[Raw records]
▼
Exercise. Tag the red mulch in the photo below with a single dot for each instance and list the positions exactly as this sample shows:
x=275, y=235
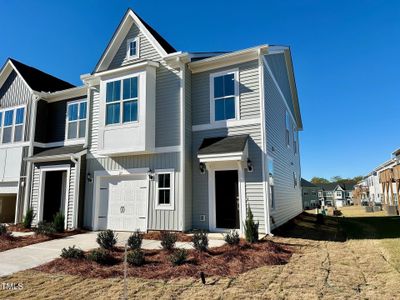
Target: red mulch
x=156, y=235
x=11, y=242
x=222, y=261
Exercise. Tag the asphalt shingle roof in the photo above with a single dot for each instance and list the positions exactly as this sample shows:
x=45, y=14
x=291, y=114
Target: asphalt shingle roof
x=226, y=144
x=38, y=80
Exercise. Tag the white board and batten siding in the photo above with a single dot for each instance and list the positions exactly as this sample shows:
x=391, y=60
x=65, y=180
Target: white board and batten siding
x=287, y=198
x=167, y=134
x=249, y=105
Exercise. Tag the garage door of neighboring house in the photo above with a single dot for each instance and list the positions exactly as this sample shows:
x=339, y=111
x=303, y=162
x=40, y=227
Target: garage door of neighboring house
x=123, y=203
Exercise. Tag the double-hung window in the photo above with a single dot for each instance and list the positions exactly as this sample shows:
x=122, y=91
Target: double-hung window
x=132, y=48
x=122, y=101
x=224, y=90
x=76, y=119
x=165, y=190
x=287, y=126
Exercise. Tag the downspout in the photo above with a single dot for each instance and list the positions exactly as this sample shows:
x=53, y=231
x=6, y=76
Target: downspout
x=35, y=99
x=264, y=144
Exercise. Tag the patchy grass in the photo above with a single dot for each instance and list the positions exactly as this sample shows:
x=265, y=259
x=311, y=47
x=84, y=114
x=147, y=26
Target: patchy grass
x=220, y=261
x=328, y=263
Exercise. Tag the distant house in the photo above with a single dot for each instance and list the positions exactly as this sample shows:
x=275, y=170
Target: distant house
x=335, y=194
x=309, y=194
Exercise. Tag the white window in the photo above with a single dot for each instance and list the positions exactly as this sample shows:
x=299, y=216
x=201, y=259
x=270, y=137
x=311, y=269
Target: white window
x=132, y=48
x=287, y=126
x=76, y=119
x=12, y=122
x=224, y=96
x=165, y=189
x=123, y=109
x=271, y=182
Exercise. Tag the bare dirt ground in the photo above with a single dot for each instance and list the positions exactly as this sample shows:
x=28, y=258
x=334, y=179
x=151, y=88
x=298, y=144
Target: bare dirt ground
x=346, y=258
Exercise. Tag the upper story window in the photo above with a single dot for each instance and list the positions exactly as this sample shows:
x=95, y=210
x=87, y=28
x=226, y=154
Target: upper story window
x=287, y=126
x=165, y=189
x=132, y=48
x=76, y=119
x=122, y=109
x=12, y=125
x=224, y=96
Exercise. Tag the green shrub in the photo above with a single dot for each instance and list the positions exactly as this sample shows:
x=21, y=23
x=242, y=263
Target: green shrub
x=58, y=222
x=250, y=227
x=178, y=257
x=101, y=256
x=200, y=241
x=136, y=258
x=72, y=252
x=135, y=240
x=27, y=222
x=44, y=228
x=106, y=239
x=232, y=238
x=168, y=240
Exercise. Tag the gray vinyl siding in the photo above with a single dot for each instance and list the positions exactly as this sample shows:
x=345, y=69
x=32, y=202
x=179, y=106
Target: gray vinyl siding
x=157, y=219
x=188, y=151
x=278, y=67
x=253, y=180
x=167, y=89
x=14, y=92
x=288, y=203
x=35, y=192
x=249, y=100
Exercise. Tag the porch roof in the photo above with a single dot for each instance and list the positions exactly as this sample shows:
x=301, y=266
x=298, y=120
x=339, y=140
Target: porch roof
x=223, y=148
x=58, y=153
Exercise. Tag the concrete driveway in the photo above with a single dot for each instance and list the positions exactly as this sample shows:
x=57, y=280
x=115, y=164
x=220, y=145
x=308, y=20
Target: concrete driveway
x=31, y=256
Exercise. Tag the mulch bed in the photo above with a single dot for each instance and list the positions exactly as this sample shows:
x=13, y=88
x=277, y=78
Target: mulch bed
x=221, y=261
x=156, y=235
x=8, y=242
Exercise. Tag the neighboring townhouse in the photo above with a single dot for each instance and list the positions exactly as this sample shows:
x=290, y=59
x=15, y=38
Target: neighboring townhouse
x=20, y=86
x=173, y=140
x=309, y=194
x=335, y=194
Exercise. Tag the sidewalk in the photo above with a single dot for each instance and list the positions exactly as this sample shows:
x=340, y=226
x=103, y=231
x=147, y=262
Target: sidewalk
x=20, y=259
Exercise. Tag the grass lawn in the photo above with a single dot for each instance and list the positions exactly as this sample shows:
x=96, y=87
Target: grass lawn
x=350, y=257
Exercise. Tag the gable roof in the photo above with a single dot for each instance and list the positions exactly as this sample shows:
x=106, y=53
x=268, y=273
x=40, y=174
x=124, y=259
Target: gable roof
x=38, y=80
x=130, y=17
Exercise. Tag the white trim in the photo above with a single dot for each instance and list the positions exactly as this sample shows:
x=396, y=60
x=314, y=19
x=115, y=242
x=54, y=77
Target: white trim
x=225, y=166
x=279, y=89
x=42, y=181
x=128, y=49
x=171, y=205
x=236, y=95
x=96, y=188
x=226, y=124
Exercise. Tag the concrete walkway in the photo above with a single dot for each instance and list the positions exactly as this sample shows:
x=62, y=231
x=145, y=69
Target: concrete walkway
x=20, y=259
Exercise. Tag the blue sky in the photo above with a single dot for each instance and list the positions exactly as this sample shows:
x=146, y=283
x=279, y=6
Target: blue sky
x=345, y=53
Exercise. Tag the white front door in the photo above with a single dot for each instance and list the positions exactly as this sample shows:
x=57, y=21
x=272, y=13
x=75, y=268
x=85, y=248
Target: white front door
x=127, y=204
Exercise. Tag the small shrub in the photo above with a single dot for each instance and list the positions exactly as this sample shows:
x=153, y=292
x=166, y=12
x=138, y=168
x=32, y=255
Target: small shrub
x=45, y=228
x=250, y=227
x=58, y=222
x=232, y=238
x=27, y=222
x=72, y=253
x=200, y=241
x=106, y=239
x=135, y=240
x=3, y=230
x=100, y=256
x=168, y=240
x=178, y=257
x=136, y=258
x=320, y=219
▲
Will you print the listing above word for word, from its first line up to and including the line with "x=123, y=203", leaving out the pictures?

> Complete output
Exercise. Tag the red mulch in the photo below with a single dot for each instance and list the positions exactly as this sample shows:
x=275, y=235
Target: red mulch
x=156, y=235
x=11, y=242
x=222, y=261
Exercise. Tag the asphalt shingle roof in the photo above with a single dot for each instance and list the positions exactly as this sample shows:
x=45, y=14
x=291, y=114
Target: asphalt shingle roof
x=226, y=144
x=38, y=80
Exercise. Tag the white board and batten siding in the photo above with a single dot for each instance and list the positions exactly as this sample shows:
x=391, y=60
x=65, y=180
Target: white board and batten siding
x=287, y=198
x=167, y=134
x=249, y=105
Exercise. Tag the garage door of neighboring house in the photo above with a single dot for each instance and list the positions exactly as this sample shows:
x=339, y=111
x=303, y=162
x=40, y=227
Target: garage door of neighboring house
x=123, y=203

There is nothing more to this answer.